** Opening RECORDS FOR PROCESSING block **

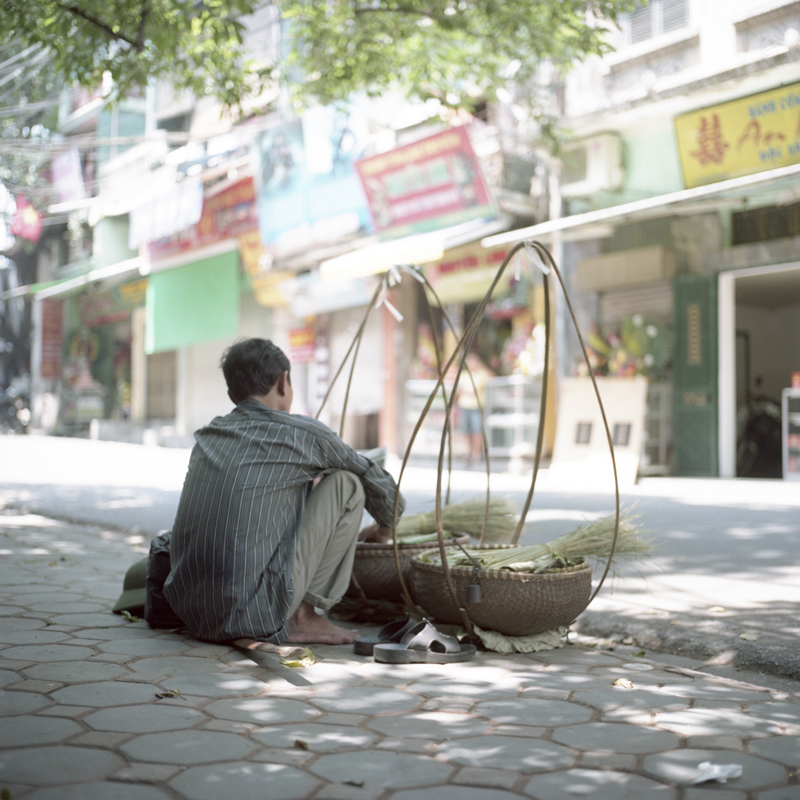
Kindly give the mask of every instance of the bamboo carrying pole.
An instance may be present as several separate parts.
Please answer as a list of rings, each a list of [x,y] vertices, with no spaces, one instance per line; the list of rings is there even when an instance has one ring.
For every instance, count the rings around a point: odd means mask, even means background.
[[[452,414],[453,414],[453,407],[454,407],[454,404],[455,404],[456,394],[457,394],[457,390],[458,390],[458,384],[459,384],[459,381],[461,380],[461,375],[462,375],[465,367],[467,369],[467,374],[469,375],[469,378],[470,378],[470,380],[472,382],[473,390],[475,391],[476,396],[477,396],[477,389],[475,387],[474,378],[472,377],[472,373],[471,373],[471,371],[469,369],[469,366],[467,366],[467,364],[466,364],[466,355],[469,352],[469,349],[470,349],[470,346],[472,345],[473,339],[475,338],[475,334],[477,333],[478,325],[480,324],[480,321],[481,321],[481,319],[483,317],[483,314],[486,311],[486,306],[488,305],[489,301],[491,300],[491,298],[492,298],[492,296],[493,296],[493,294],[495,292],[495,289],[497,288],[497,285],[498,285],[498,283],[500,282],[500,279],[503,276],[503,273],[508,268],[508,265],[511,263],[512,258],[514,258],[514,256],[517,255],[517,253],[520,253],[523,250],[525,251],[526,255],[528,256],[528,259],[527,259],[528,268],[529,269],[533,269],[535,267],[537,269],[540,269],[541,272],[542,272],[542,282],[543,282],[543,288],[544,288],[544,308],[545,308],[545,320],[544,320],[544,322],[545,322],[545,363],[544,363],[544,373],[543,373],[543,376],[542,376],[542,396],[541,396],[540,407],[539,407],[539,429],[538,429],[538,433],[537,433],[537,437],[536,437],[536,452],[535,452],[535,456],[534,456],[533,476],[532,476],[532,479],[531,479],[530,488],[529,488],[527,496],[525,498],[525,503],[523,505],[522,513],[520,514],[519,521],[517,523],[517,528],[516,528],[516,530],[514,532],[514,536],[512,538],[512,543],[513,544],[516,544],[518,542],[520,534],[522,533],[522,529],[523,529],[523,527],[525,525],[525,518],[527,516],[528,510],[530,509],[531,502],[533,500],[533,494],[534,494],[534,490],[535,490],[535,487],[536,487],[536,479],[537,479],[537,476],[538,476],[538,473],[539,473],[539,466],[540,466],[540,463],[541,463],[542,447],[543,447],[543,443],[544,443],[544,420],[545,420],[546,413],[547,413],[547,394],[548,394],[547,390],[548,390],[548,378],[549,378],[549,371],[550,371],[550,360],[549,359],[550,359],[550,341],[551,341],[551,327],[552,327],[551,319],[550,319],[550,274],[551,273],[555,274],[555,276],[556,276],[556,278],[558,280],[558,283],[559,283],[559,285],[561,287],[561,290],[562,290],[562,292],[564,294],[564,300],[566,302],[567,309],[568,309],[570,317],[572,319],[572,323],[573,323],[573,325],[575,327],[575,332],[576,332],[576,334],[578,336],[578,341],[580,343],[581,351],[582,351],[583,356],[586,359],[587,363],[589,361],[589,356],[588,356],[588,353],[587,353],[587,350],[586,350],[586,344],[585,344],[585,342],[583,340],[583,336],[581,335],[580,328],[578,327],[578,321],[577,321],[577,318],[575,316],[575,311],[574,311],[574,309],[572,307],[572,302],[570,301],[569,293],[567,291],[566,284],[564,283],[564,279],[563,279],[563,277],[561,275],[560,270],[558,269],[558,266],[555,263],[555,260],[553,259],[552,255],[550,254],[549,250],[547,250],[547,248],[543,244],[541,244],[540,242],[537,242],[537,241],[534,241],[534,240],[531,240],[531,239],[525,239],[525,240],[520,241],[517,244],[515,244],[508,251],[508,253],[506,254],[506,257],[503,259],[503,263],[498,268],[497,273],[496,273],[494,279],[492,280],[491,285],[489,286],[489,289],[487,290],[487,292],[484,295],[483,299],[478,304],[478,307],[475,310],[475,313],[472,315],[472,318],[470,319],[469,323],[467,324],[467,326],[466,326],[466,328],[464,330],[464,333],[462,334],[461,338],[459,339],[458,343],[456,344],[456,347],[455,347],[453,353],[450,355],[449,359],[447,360],[447,363],[444,364],[444,366],[442,366],[441,343],[439,342],[438,336],[436,336],[436,334],[434,333],[434,346],[435,346],[435,350],[436,350],[437,366],[439,368],[439,378],[438,378],[438,380],[436,382],[436,385],[435,385],[433,391],[431,392],[427,402],[425,403],[425,405],[424,405],[424,407],[423,407],[423,409],[422,409],[422,411],[420,413],[420,418],[417,421],[417,424],[415,425],[414,430],[412,431],[411,438],[410,438],[409,443],[408,443],[408,447],[406,448],[406,452],[405,452],[405,455],[403,457],[403,462],[402,462],[402,465],[401,465],[401,468],[400,468],[400,475],[398,477],[398,488],[399,488],[399,486],[400,486],[400,484],[402,482],[403,474],[405,473],[406,467],[408,465],[408,460],[409,460],[409,457],[410,457],[411,452],[412,452],[414,441],[416,440],[416,437],[419,434],[419,431],[420,431],[420,429],[422,428],[422,425],[425,422],[425,418],[427,417],[428,412],[430,411],[431,406],[433,405],[433,402],[436,399],[436,396],[441,392],[442,397],[443,397],[444,402],[445,402],[445,422],[444,422],[444,425],[442,426],[442,438],[441,438],[441,444],[440,444],[440,448],[439,448],[439,458],[438,458],[437,471],[436,471],[436,498],[435,498],[436,532],[437,532],[437,538],[438,538],[438,544],[439,544],[439,552],[440,552],[441,559],[442,559],[442,569],[443,569],[443,575],[444,575],[445,584],[447,585],[448,591],[450,592],[450,594],[451,594],[451,596],[452,596],[452,598],[453,598],[453,600],[454,600],[454,602],[456,604],[456,607],[459,610],[459,615],[461,616],[461,619],[462,619],[462,621],[464,623],[464,627],[470,633],[472,632],[472,623],[471,623],[471,621],[469,619],[469,615],[467,613],[466,608],[461,606],[459,604],[458,600],[457,600],[456,590],[455,590],[455,586],[454,586],[453,581],[452,581],[452,577],[450,575],[450,568],[449,568],[448,563],[447,563],[447,555],[446,555],[446,551],[445,551],[444,530],[443,530],[443,527],[442,527],[442,478],[443,478],[443,472],[444,472],[444,458],[445,458],[445,452],[447,452],[448,455],[449,455],[449,458],[448,458],[448,484],[447,484],[447,495],[446,495],[446,498],[449,500],[449,496],[450,496],[450,473],[452,472],[452,452],[451,452],[451,449],[450,449],[451,434],[452,434],[451,417],[452,417]],[[411,274],[416,280],[418,280],[421,283],[424,283],[426,285],[426,288],[428,289],[428,291],[431,293],[431,295],[434,297],[434,299],[438,303],[439,308],[442,310],[443,317],[444,317],[446,323],[448,324],[450,330],[455,334],[455,329],[454,329],[454,327],[452,325],[452,322],[450,321],[449,317],[447,316],[447,314],[446,314],[446,312],[444,310],[444,307],[443,307],[443,305],[441,303],[441,300],[439,299],[438,295],[436,294],[436,291],[433,288],[433,286],[431,286],[430,283],[428,282],[427,278],[425,278],[425,276],[422,273],[422,271],[419,270],[418,268],[415,268],[415,267],[412,267],[412,266],[404,266],[404,267],[402,267],[402,269],[405,270],[406,272],[408,272],[409,274]],[[355,362],[355,358],[356,358],[356,356],[358,354],[358,348],[359,348],[360,343],[361,343],[361,338],[362,338],[362,336],[364,334],[364,329],[366,327],[367,318],[368,318],[370,312],[372,311],[373,307],[381,304],[381,300],[379,300],[379,297],[381,297],[381,296],[385,297],[385,294],[388,291],[388,289],[390,288],[390,286],[394,285],[392,283],[392,281],[397,281],[397,280],[399,280],[398,268],[394,268],[394,269],[390,270],[388,273],[386,273],[383,276],[383,279],[382,279],[381,283],[379,284],[378,288],[375,291],[375,296],[373,297],[373,301],[370,303],[370,306],[367,309],[367,313],[366,313],[366,315],[364,317],[363,322],[361,323],[361,327],[359,328],[359,330],[358,330],[358,332],[356,334],[356,337],[355,337],[353,343],[350,346],[350,349],[347,351],[347,354],[345,355],[345,358],[342,361],[342,365],[339,367],[339,370],[337,371],[333,381],[331,382],[331,387],[329,388],[328,393],[325,395],[325,398],[323,400],[322,406],[324,406],[325,402],[327,401],[328,396],[330,395],[331,389],[333,387],[333,383],[335,383],[336,379],[339,377],[339,374],[341,373],[342,369],[344,368],[345,362],[349,358],[351,352],[353,352],[353,350],[355,349],[355,355],[354,355],[353,362],[352,362],[352,365],[351,365],[351,368],[350,368],[350,375],[349,375],[349,380],[348,380],[348,385],[347,385],[347,391],[345,393],[344,409],[343,409],[343,412],[342,412],[342,422],[341,422],[341,426],[340,426],[340,432],[344,430],[344,415],[345,415],[346,409],[347,409],[347,400],[348,400],[349,393],[350,393],[350,384],[352,382],[353,372],[355,370],[355,363],[356,363]],[[377,300],[377,303],[376,303],[376,300]],[[433,326],[433,328],[434,328],[434,331],[435,331],[435,326]],[[445,376],[449,373],[450,369],[453,367],[453,365],[456,362],[457,358],[459,359],[458,368],[456,370],[455,380],[453,382],[453,386],[450,389],[450,393],[449,393],[449,397],[448,397],[447,391],[446,391],[445,386],[444,386],[444,379],[445,379]],[[614,533],[613,533],[613,537],[612,537],[611,548],[610,548],[610,552],[608,554],[608,560],[606,562],[606,567],[605,567],[605,570],[603,571],[603,575],[601,576],[600,581],[599,581],[596,589],[594,590],[592,596],[589,598],[589,603],[591,603],[592,600],[594,600],[594,598],[597,596],[597,593],[602,588],[603,583],[605,582],[605,579],[608,576],[608,572],[609,572],[609,570],[611,568],[611,564],[612,564],[612,561],[613,561],[613,558],[614,558],[614,553],[615,553],[616,546],[617,546],[617,539],[618,539],[618,535],[619,535],[619,525],[620,525],[620,495],[619,495],[619,478],[618,478],[618,475],[617,475],[617,463],[616,463],[616,459],[614,457],[614,443],[613,443],[613,439],[612,439],[612,436],[611,436],[611,430],[610,430],[609,425],[608,425],[608,419],[606,417],[605,408],[603,406],[603,400],[600,397],[600,390],[599,390],[599,388],[597,386],[597,381],[595,380],[595,377],[591,373],[591,371],[589,373],[589,377],[591,378],[592,386],[593,386],[594,392],[595,392],[595,397],[597,398],[597,403],[598,403],[598,405],[600,407],[600,414],[601,414],[601,417],[603,419],[603,427],[605,428],[606,439],[608,441],[609,452],[611,454],[611,466],[612,466],[612,470],[613,470],[613,473],[614,473],[614,498],[615,498]],[[481,412],[481,419],[483,421],[483,409],[480,406],[480,400],[478,401],[478,405],[479,405],[479,410]],[[321,411],[322,411],[322,407],[320,407],[320,412]],[[317,413],[317,417],[319,417],[319,412]],[[483,530],[482,530],[482,533],[481,533],[481,542],[483,542],[483,539],[484,539],[484,535],[485,535],[485,531],[486,531],[486,525],[487,525],[488,517],[489,517],[489,504],[490,504],[490,487],[489,487],[489,484],[490,484],[490,477],[491,477],[491,469],[490,469],[490,465],[489,465],[489,446],[488,446],[488,439],[487,439],[487,435],[486,435],[485,421],[483,422],[483,443],[484,443],[484,450],[485,450],[485,454],[486,454],[487,488],[486,488],[486,508],[485,508],[485,514],[484,514]],[[393,509],[393,527],[395,529],[397,528],[398,502],[399,502],[399,493],[395,498],[394,509]],[[410,593],[408,591],[408,587],[407,587],[406,582],[405,582],[405,580],[403,578],[402,569],[401,569],[401,566],[400,566],[400,553],[399,553],[399,543],[398,543],[398,537],[397,536],[394,537],[393,542],[394,542],[395,565],[397,567],[397,574],[398,574],[398,577],[400,579],[400,585],[401,585],[401,588],[402,588],[403,597],[404,597],[405,601],[408,603],[408,605],[413,607],[414,606],[414,602],[413,602],[413,599],[412,599],[412,597],[411,597],[411,595],[410,595]]]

** Closing RECORDS FOR PROCESSING block **

* EXERCISE *
Only the lines from the first line of the listing above through the line with "Please answer as" should be set down, exactly and without pictures.

* RESPONSE TO THE EXERCISE *
Kindly give the mask of every instance of the bamboo carrying pole.
An instance may be present as several separate parts.
Please answer as a list of rings, each a list of [x,y] vertices, with no spaces, one instance per line; the list of rings is there even when an instance has one ring.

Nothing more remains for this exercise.